- The exercise:
Write out the lines below word for word, beginning with the line containing "Could you please drop a point on the cabinet" and continuing through the line containing "<point>307,205</point>".

- Supplied information:
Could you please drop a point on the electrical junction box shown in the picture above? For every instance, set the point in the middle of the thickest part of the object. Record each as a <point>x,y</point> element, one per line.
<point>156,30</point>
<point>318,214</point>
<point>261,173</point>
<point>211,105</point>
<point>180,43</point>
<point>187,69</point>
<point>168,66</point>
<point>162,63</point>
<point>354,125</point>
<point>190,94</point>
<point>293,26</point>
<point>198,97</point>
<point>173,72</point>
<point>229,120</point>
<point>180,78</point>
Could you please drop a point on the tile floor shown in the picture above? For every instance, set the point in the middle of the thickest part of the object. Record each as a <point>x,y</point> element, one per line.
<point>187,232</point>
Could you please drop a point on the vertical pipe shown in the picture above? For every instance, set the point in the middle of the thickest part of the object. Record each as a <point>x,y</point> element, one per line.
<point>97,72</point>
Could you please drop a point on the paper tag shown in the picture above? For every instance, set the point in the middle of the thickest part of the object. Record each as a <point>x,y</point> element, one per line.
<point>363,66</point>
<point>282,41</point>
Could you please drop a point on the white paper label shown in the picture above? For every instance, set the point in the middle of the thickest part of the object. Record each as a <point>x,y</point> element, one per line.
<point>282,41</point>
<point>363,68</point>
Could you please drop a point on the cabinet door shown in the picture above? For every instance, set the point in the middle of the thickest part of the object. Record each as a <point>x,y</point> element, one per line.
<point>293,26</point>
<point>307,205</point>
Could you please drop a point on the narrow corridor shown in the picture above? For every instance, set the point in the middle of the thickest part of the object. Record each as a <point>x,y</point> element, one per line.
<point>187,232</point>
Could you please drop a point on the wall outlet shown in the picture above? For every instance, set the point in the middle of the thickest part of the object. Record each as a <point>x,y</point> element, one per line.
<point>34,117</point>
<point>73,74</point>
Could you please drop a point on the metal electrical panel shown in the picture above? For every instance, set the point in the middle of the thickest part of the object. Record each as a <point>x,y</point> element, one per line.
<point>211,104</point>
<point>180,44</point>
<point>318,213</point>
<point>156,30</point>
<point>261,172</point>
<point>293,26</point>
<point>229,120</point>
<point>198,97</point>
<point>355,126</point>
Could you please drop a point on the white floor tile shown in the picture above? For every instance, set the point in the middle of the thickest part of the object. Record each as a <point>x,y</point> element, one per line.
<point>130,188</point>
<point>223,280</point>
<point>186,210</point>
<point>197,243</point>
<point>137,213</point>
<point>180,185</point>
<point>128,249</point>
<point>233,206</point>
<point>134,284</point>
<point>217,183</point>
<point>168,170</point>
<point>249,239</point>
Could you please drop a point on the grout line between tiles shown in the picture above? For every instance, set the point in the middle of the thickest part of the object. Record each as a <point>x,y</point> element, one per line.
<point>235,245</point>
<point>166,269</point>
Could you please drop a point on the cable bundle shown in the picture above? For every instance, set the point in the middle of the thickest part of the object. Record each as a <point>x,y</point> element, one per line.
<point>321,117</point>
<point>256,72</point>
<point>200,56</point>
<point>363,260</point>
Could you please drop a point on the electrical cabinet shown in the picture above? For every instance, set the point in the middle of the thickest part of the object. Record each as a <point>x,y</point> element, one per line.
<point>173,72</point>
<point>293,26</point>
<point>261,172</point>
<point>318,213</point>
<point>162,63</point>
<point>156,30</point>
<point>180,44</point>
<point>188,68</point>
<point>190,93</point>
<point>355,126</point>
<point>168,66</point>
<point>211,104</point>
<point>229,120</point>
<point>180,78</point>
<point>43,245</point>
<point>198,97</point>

- Result of this task:
Could you please drop a point on the cabinet door shown in the picture above? For every instance, set the point in the middle of the thickest part of the object. Record each as a <point>x,y</point> element, one per line.
<point>293,26</point>
<point>307,205</point>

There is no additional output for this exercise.